Assigned task 1:
Rewrite the stretch of the article on the Aurora police probe from "The police then" through "three days later.", swapping "chokehold" for "neck restraint".
Assigned task 2:
According to the article on the Aurora police probe, what authority did last year's Colorado law give the attorney general?
Assigned task 3:
Do these statements agree with the article on the Aurora police probe? (a) Elijah McClain was walking home from the grocery store when police tackled him. (b) McClain died on the same day he was injected with ketamine. (c) The city of Aurora refused to cooperate with the attorney general's examination.

Text shown:
━━━━

Colorado AG probed police department behind death of Elijah McClain -- and found a long list of racist behavior

Colorado Attorney General Phil Weiser announced that his office will investigate the Aurora Police Department after a pattern emerged showing officers exhibited racially biased policing, according to a statement from the AG's office.

Last year, Colorado passed a law giving the attorney general the authority to investigate any government agency if it violates state or federal constitutions or laws. Weiser is now using that legislation to move forward with a probe into the police department after Elijah McClain was tackled to the ground by police while walking home from the grocery store.

The police then put him in a chokehold and injected him with a large dose of ketamine, after which he went into cardiac arrest and died three days later.

"Elevating policing and building confidence in law enforcement is a critical priority for the Department of Law. Our authority to conduct pattern and practice investigations is an important tool for advancing this goal. In this case, our team conducted a thorough examination—with the aid of the full cooperation of the city of Aurora—and developed important findings on how Aurora can come into compliance with the law and elevate the effectiveness and trustworthiness of law enforcement," Weiser stated.

━━━━

Data extract:
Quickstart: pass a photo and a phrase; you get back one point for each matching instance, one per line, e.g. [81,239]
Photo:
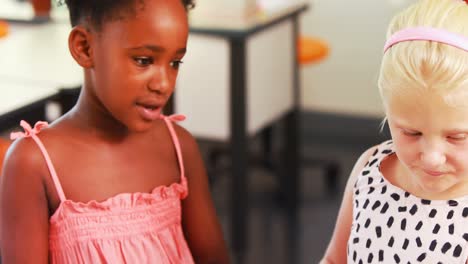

━━━━

Exercise solution 1:
The police then put him in a neck restraint and injected him with a large dose of ketamine, after which he went into cardiac arrest and died three days later.

Exercise solution 2:
The authority to investigate any government agency if it violates state or federal constitutions or laws.

Exercise solution 3:
(a) Yes: "while walking home from the grocery store"
(b) No: "died three days later"
(c) No: "with the aid of the full cooperation of the city of Aurora"